Stored data entries:
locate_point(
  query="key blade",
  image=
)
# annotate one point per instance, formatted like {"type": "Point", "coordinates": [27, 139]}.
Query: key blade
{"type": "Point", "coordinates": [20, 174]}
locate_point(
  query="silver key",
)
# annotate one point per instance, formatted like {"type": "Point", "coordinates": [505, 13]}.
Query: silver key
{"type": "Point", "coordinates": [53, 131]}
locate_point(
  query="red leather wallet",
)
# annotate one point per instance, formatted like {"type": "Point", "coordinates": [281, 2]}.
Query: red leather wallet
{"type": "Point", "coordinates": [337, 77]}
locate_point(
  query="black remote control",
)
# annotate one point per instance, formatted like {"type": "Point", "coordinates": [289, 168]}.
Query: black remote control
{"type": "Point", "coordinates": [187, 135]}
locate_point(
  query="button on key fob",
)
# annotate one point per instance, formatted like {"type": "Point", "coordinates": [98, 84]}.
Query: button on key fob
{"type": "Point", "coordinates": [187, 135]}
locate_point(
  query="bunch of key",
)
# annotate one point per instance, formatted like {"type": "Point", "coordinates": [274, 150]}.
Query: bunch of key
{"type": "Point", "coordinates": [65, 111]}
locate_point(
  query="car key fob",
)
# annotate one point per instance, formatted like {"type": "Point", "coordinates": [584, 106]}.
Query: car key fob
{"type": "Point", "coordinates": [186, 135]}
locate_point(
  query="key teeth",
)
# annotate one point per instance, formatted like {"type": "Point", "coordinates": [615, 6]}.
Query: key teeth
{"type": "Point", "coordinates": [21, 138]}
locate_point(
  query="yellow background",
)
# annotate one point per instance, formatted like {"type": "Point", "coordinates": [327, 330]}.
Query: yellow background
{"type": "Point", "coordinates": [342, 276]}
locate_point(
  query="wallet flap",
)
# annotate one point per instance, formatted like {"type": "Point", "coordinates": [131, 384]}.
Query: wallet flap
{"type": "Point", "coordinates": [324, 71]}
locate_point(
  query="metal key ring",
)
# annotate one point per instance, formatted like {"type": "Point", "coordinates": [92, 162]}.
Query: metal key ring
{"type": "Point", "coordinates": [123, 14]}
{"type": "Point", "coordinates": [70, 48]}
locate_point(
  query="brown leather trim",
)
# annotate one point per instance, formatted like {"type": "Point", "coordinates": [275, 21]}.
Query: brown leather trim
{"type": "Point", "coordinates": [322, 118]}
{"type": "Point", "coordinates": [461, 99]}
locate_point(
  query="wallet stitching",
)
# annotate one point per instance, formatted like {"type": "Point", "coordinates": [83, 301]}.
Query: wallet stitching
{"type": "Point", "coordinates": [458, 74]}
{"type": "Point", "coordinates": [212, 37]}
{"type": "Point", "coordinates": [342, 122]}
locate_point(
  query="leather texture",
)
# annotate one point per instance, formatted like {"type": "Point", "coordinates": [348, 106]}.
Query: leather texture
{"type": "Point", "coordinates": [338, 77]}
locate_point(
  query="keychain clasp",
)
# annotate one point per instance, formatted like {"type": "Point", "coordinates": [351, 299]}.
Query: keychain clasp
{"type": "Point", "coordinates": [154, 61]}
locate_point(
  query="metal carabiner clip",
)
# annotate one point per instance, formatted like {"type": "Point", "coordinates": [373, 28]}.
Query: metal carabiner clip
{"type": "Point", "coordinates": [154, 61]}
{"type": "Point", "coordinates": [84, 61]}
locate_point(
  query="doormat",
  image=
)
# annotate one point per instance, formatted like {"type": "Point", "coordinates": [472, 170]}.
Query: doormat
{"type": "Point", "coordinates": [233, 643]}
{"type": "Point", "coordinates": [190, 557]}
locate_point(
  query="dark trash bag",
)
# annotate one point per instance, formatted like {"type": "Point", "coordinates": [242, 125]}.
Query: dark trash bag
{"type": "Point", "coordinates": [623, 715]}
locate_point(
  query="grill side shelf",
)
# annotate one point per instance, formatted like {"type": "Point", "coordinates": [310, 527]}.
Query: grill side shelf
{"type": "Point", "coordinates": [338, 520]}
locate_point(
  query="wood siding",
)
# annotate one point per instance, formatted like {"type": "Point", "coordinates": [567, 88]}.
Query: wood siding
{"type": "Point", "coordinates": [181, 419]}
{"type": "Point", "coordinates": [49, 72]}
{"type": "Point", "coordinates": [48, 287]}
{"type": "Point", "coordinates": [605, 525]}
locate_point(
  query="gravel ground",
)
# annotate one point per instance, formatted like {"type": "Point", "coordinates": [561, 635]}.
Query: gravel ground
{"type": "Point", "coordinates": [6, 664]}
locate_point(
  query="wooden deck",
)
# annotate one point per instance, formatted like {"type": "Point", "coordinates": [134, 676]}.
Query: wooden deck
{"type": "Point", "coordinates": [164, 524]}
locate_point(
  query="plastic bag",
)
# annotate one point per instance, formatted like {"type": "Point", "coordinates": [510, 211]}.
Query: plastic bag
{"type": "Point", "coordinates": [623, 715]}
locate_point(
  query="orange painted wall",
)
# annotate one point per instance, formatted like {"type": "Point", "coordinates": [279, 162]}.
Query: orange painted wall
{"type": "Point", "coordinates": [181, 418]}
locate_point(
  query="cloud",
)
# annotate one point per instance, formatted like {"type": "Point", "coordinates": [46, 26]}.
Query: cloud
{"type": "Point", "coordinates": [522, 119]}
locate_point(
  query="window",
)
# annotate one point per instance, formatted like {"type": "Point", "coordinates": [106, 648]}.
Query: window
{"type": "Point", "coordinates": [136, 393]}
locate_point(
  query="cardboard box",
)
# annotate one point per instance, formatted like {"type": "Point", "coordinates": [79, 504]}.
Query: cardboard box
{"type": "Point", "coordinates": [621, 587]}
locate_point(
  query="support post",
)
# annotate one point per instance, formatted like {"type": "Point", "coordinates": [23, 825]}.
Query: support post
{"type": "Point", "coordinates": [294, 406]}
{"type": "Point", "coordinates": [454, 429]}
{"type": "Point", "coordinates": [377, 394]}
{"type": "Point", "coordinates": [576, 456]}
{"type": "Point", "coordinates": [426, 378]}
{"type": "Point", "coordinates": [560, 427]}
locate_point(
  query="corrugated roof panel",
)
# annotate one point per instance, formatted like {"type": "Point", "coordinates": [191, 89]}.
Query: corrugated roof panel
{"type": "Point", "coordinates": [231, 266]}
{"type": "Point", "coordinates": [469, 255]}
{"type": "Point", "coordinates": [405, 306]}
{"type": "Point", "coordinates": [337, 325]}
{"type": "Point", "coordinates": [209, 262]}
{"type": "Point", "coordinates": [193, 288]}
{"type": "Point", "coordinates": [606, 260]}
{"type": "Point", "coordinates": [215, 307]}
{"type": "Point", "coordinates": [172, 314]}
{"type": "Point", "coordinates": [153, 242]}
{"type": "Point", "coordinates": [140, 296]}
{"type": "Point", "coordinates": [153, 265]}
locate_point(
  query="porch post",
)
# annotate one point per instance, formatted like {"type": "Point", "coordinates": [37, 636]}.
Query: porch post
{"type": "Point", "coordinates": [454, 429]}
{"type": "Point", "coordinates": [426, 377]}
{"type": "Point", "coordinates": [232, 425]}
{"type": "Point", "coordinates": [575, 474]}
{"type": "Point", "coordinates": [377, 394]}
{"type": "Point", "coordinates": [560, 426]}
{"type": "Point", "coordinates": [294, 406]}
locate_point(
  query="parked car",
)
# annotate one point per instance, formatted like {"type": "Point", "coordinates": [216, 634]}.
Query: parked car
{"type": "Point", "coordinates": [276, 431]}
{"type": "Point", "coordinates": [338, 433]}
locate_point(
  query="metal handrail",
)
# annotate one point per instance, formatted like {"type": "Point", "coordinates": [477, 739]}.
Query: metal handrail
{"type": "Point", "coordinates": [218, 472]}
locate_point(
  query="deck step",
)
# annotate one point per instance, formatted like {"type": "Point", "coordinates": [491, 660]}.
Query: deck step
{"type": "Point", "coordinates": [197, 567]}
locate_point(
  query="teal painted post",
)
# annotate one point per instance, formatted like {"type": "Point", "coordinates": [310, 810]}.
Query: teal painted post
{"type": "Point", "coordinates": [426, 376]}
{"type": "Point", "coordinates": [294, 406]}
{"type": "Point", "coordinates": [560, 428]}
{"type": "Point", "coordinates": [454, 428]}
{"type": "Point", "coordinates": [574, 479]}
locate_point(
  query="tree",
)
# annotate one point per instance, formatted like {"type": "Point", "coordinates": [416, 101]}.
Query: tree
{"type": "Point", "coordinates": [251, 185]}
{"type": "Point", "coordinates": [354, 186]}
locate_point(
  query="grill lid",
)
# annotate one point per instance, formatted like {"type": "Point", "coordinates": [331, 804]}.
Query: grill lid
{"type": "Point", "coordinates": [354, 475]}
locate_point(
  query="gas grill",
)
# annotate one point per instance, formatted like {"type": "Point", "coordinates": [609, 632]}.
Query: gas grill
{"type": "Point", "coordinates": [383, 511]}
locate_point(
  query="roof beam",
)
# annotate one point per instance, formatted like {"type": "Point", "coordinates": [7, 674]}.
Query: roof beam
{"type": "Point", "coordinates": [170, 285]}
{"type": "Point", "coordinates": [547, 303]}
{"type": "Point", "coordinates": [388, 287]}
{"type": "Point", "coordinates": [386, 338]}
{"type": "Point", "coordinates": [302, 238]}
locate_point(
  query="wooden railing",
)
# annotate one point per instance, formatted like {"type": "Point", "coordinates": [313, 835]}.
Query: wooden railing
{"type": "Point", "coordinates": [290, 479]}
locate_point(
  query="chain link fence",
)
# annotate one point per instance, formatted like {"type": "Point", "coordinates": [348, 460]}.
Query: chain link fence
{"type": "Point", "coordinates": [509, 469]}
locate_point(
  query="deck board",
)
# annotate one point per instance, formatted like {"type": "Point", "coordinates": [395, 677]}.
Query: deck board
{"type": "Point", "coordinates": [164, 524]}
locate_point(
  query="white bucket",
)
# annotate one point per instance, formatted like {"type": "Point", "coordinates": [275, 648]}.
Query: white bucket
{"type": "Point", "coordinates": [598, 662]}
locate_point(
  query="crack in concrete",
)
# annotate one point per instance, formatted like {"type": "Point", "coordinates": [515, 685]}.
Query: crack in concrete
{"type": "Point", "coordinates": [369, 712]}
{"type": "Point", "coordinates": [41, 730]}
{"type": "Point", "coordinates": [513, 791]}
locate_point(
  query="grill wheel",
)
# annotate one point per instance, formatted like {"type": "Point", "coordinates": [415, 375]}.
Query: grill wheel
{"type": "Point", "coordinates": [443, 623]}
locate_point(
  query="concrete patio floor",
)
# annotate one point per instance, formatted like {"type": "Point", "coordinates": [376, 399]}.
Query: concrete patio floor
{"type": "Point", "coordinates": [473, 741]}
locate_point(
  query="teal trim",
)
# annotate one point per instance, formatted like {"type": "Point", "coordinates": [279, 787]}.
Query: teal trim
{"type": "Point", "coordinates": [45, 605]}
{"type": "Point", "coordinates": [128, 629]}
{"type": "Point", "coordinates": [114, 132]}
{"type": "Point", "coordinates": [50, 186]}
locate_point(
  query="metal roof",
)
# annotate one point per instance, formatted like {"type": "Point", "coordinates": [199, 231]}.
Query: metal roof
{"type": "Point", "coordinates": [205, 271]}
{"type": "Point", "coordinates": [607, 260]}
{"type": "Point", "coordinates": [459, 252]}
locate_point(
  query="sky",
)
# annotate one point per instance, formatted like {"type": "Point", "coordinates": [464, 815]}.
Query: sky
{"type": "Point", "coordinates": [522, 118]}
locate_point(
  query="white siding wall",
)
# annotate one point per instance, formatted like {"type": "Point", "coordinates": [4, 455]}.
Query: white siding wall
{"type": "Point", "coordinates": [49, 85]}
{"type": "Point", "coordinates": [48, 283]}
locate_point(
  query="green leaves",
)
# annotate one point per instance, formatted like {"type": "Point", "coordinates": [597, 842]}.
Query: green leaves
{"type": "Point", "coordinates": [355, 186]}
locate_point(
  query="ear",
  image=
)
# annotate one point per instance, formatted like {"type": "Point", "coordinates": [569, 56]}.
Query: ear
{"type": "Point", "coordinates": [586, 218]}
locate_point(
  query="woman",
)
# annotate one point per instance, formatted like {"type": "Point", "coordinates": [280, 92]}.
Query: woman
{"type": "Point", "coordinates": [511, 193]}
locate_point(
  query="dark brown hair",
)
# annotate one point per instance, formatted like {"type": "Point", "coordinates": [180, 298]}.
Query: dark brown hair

THE TASK: Search the entries for "hair" and copy each matching line.

SOLUTION TO THIS PROBLEM:
  query="dark brown hair",
Query: dark brown hair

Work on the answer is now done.